» **What is expected**:
The listing below holds a line with "Please examine the image above and find the orange Locust" and a line with "Please examine the image above and find the front". Reproduce those two lines exactly, plus everything between them.

» **Data for this exercise**:
Segment Open
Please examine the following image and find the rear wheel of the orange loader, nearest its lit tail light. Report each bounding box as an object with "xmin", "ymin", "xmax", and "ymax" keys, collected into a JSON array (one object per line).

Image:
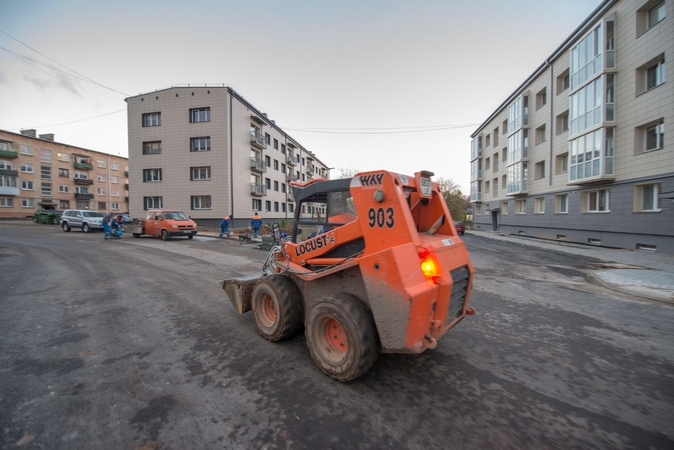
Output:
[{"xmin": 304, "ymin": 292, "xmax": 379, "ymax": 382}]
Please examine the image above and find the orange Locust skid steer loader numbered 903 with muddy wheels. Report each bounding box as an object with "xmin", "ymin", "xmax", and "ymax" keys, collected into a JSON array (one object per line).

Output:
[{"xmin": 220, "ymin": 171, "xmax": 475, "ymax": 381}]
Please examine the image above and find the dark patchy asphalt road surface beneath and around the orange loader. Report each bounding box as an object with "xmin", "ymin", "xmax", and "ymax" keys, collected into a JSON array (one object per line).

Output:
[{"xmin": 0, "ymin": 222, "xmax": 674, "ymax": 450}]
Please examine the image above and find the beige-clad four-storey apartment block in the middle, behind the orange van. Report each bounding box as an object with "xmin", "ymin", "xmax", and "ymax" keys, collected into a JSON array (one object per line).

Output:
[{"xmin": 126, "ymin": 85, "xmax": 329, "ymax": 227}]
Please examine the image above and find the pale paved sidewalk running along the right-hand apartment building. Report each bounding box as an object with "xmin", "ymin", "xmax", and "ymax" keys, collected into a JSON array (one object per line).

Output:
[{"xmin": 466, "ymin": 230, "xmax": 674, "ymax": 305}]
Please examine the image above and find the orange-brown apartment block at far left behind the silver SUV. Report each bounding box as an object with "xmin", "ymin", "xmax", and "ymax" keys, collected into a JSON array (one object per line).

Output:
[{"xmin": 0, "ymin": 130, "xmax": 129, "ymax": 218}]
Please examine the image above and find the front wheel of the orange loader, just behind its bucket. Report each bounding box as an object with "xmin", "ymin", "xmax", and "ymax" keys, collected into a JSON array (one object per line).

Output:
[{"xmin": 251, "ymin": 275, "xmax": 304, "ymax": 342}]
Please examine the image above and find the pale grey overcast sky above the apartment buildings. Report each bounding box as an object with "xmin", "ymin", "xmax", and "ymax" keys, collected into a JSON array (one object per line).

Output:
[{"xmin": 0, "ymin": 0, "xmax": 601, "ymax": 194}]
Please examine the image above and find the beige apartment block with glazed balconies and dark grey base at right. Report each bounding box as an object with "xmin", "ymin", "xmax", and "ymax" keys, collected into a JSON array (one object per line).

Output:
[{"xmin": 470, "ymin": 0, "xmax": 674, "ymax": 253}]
Segment Closed
Segment Open
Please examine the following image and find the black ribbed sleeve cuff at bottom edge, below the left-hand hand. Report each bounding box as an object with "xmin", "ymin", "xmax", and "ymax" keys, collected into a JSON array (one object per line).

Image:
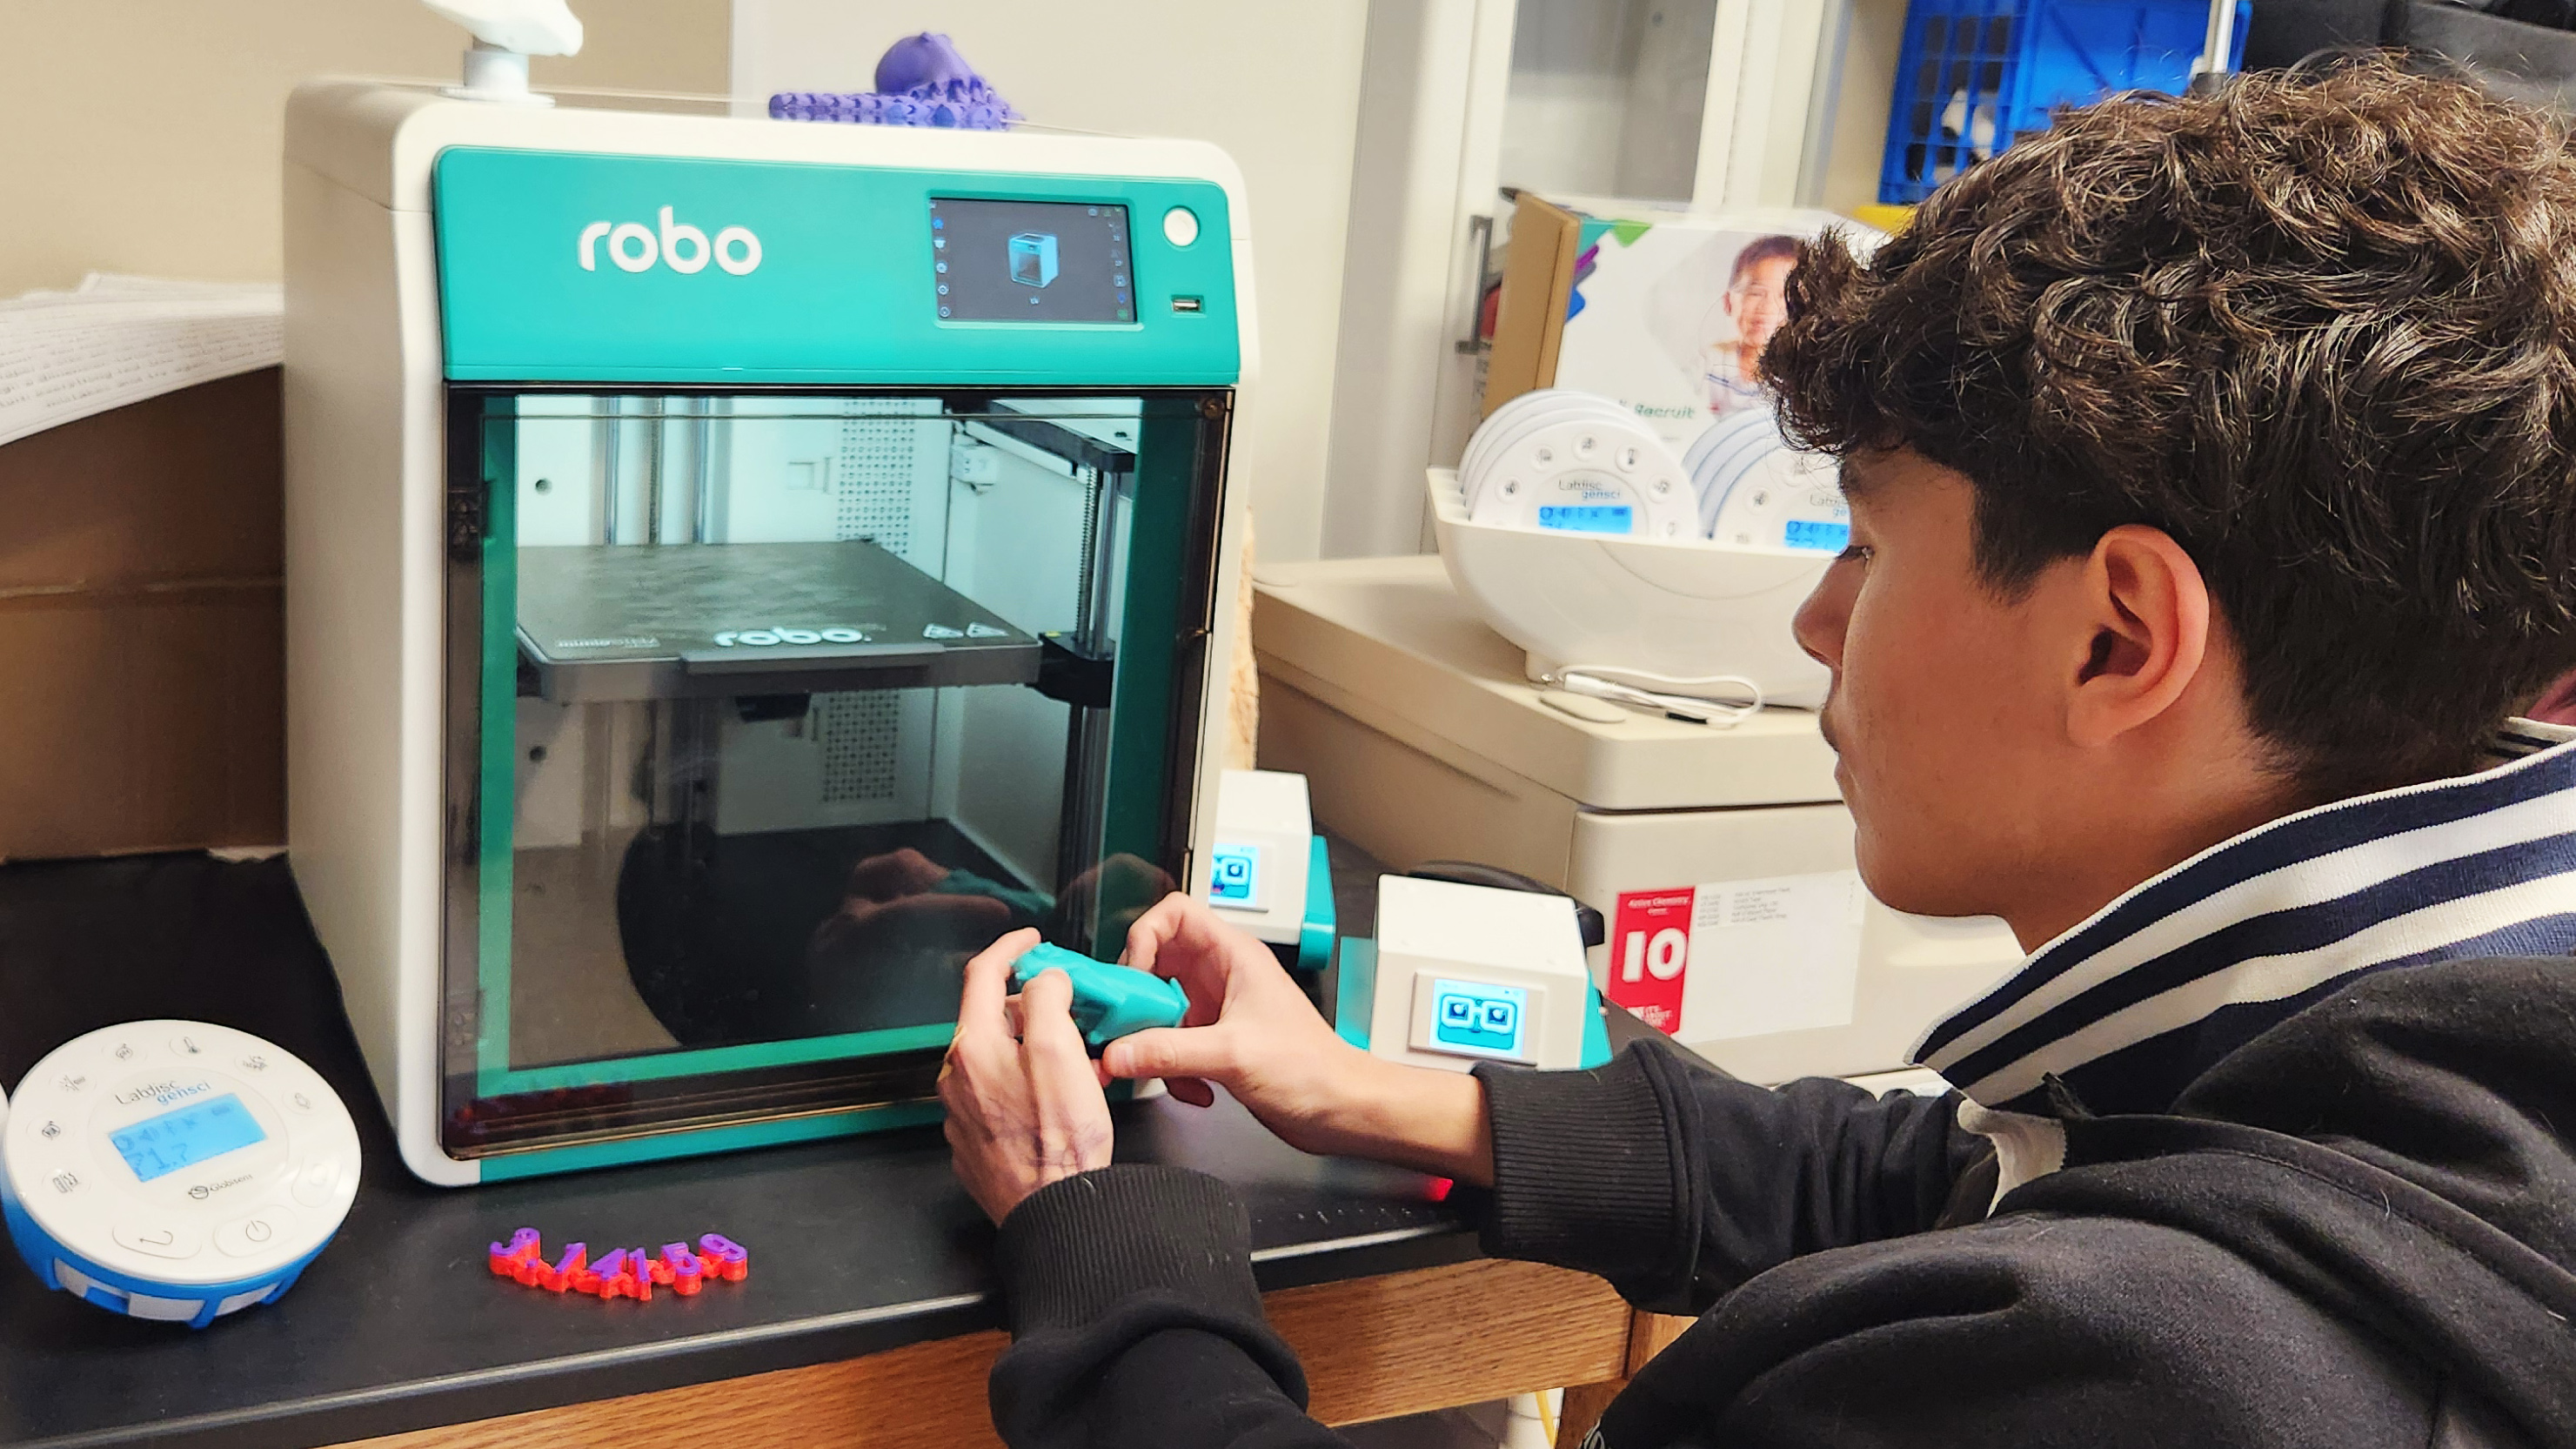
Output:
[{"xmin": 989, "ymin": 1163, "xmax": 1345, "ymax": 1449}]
Segment Closed
» **Written reply**:
Please examine the image above and find the orange Locust skid steer loader numbered 903 with muddy wheels. Report each bounding box as an object with "xmin", "ymin", "xmax", and "ymax" keys, collected into a JSON array (one object per line).

Output:
[{"xmin": 220, "ymin": 171, "xmax": 475, "ymax": 381}]
Please examine the image above and find the dark patchy asphalt road surface beneath and around the orange loader. Report each bounding box as an object with "xmin", "ymin", "xmax", and "ymax" keys, collected into a JSON array (one object per line).

Output:
[{"xmin": 0, "ymin": 222, "xmax": 674, "ymax": 450}]
Please examine the image above and find the beige-clad four-storey apartment block in the middle, behind the orange van. Report each bounding box as an object with "xmin", "ymin", "xmax", and "ymax" keys, collected into a JSON array (one object per line).

Output:
[{"xmin": 126, "ymin": 85, "xmax": 329, "ymax": 227}]
Please examine the image above and find the pale paved sidewalk running along the right-hand apartment building. Report each bounding box as an object with "xmin", "ymin", "xmax", and "ymax" keys, collected into a JSON array (one object per line).

Output:
[{"xmin": 466, "ymin": 230, "xmax": 674, "ymax": 305}]
Please examine the image above and find the orange-brown apartment block at far left behind the silver SUV. Report each bounding box as an object with "xmin", "ymin", "xmax", and "ymax" keys, collected into a JSON array (one object per line).

Output:
[{"xmin": 0, "ymin": 130, "xmax": 129, "ymax": 218}]
Please examine the image above and find the front wheel of the orange loader, just behind its bucket. Report each bounding box as an object with "xmin", "ymin", "xmax", and "ymax" keys, collected into a JSON array (one object per line).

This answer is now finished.